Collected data
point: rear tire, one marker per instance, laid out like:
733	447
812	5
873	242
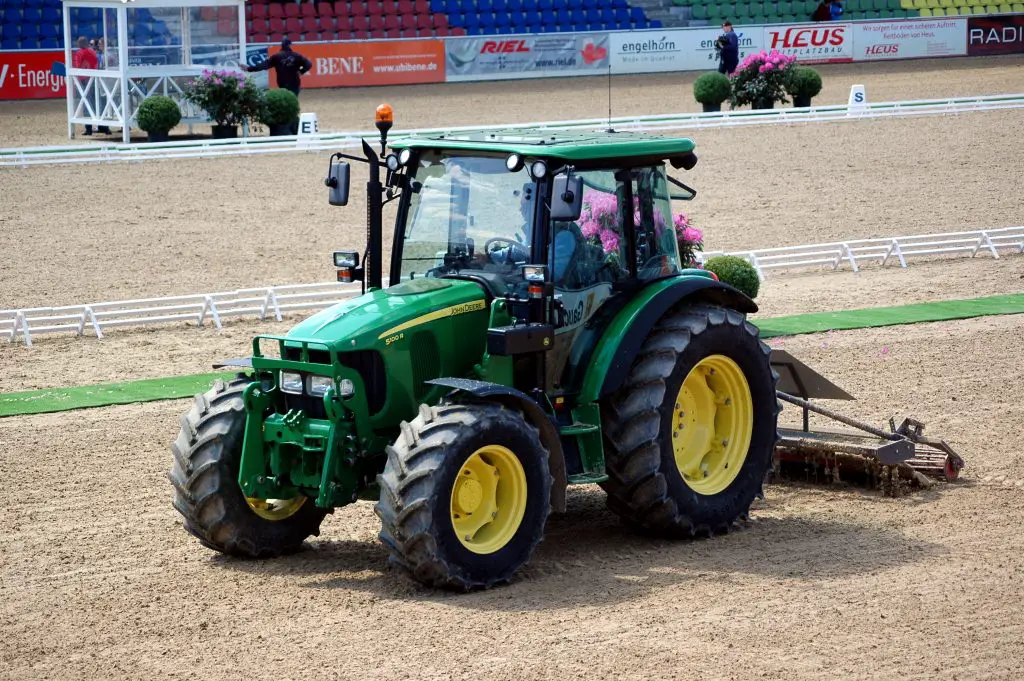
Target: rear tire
426	508
646	436
205	475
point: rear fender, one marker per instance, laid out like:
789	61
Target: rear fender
622	340
518	400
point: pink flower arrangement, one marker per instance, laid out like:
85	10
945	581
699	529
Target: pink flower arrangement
598	223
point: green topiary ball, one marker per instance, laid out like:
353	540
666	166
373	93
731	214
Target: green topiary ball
735	271
712	88
804	82
158	114
280	108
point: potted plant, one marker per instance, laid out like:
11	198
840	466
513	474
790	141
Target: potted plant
280	112
228	97
157	115
760	80
711	90
804	83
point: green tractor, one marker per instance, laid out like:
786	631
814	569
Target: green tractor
539	331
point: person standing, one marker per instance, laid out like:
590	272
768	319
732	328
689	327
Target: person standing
728	49
86	57
288	66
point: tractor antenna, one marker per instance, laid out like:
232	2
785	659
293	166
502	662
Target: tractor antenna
609	97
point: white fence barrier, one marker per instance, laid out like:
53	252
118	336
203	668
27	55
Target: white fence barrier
36	156
273	301
858	252
270	301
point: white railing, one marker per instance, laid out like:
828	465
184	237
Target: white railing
35	156
858	252
263	302
273	301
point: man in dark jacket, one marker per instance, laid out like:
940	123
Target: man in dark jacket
288	65
728	49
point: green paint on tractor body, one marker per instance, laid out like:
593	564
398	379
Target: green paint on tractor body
380	349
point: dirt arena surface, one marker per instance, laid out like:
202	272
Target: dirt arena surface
124	354
98	579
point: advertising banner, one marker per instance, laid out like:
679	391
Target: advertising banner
995	35
28	75
497	57
354	64
907	40
818	43
675	50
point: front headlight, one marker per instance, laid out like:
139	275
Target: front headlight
317	385
291	383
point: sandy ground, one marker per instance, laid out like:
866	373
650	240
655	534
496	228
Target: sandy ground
99	580
124	354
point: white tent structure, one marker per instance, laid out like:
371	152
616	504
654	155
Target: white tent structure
152	47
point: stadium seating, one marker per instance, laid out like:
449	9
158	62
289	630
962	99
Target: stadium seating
38	24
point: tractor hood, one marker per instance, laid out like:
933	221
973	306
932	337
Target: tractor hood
379	316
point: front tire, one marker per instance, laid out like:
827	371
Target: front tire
205	475
465	496
690	434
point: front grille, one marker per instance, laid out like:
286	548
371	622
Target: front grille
368	364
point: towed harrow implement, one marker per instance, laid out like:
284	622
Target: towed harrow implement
873	456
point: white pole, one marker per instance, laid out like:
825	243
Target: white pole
123	69
69	86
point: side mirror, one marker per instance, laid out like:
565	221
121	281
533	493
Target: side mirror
337	182
566	198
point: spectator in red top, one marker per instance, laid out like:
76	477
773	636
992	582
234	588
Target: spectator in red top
85	57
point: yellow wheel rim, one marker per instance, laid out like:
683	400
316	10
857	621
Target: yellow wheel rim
712	424
488	499
275	509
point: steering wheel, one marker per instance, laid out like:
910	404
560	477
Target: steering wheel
503	240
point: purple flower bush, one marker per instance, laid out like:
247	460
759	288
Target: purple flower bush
599	225
760	79
227	96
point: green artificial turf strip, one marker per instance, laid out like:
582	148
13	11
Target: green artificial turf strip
61	399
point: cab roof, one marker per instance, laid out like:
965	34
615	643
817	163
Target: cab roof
571	145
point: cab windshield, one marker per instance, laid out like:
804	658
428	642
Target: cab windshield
470	215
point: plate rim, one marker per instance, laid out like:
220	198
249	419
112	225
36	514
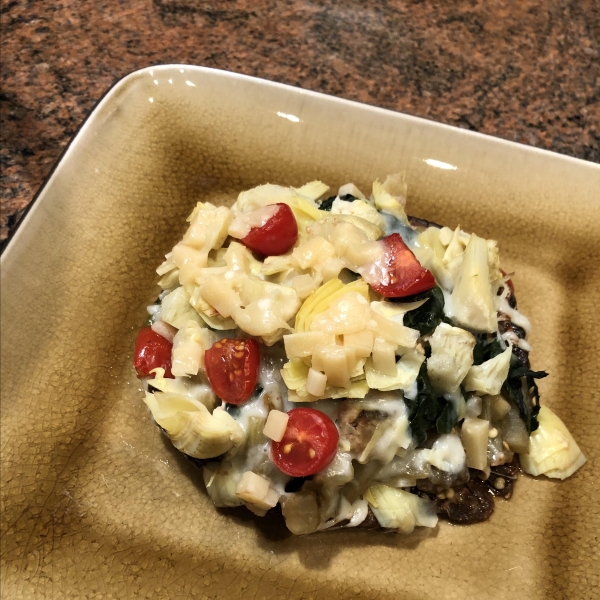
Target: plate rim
9	243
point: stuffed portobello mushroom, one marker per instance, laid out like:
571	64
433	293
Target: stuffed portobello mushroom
356	366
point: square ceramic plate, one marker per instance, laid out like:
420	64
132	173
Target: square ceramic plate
96	503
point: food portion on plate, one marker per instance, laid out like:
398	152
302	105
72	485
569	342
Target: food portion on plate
356	366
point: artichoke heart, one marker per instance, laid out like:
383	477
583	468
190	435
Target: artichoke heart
192	428
396	509
552	451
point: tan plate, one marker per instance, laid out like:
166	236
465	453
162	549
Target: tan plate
97	504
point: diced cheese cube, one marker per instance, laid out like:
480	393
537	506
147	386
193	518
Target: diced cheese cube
474	435
252	488
331	268
189	261
313	252
276	425
336	362
304	285
362	342
218	292
384	357
315	383
392	331
300	345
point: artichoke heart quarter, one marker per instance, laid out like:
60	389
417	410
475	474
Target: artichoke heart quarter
192	428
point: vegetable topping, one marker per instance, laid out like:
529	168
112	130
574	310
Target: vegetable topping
276	236
232	369
308	444
405	334
397	273
152	351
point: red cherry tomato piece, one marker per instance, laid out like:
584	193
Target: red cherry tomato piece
232	369
308	445
152	351
398	273
276	236
509	282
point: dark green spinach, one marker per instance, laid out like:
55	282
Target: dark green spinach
427	410
428	316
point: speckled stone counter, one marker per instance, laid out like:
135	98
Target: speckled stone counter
526	71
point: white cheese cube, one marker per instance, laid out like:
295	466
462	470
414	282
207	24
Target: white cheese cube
304	285
313	252
474	435
276	425
384	357
315	383
217	291
336	362
300	345
255	490
392	331
362	342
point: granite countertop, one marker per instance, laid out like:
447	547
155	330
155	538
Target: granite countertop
526	71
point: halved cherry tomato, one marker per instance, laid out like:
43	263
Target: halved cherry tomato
152	351
509	282
276	236
232	369
308	445
398	273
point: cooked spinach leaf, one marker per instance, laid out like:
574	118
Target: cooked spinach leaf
427	410
428	316
448	418
328	203
513	386
485	350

**Work required:**
Begin at the first line of the records and please reproduce every line exactly through the one containing "point: tractor antenna, one", leaving all pictures out.

**Written reply:**
point: rear tire, one marker per instance, laid out like:
733	447
812	5
873	242
Target: rear tire
426	508
646	436
205	475
point: rear fender, one marker per instance, laid out like:
789	61
Target: rear fender
622	340
518	400
point: pink flower arrangement, one marker per instance, laid out like:
85	10
945	581
699	529
Target: pink flower arrangement
598	223
point: green topiary ball, one marker per instance, laid out like:
353	540
666	166
373	93
731	214
Target: green topiary ball
735	271
712	88
804	82
158	114
280	108
point: potted plant, one marker per instance, laid out like:
11	198
840	466
513	474
790	141
Target: potted plant
280	112
228	97
157	115
760	80
711	90
804	83
point: green tractor, one marker per instance, laid out like:
786	631
814	569
Target: green tractor
539	331
point: person standing, one marker per instance, laid out like:
590	272
768	319
732	328
689	327
Target: person standing
728	49
86	57
288	66
point: tractor antenna, one marker per instance, laid out like:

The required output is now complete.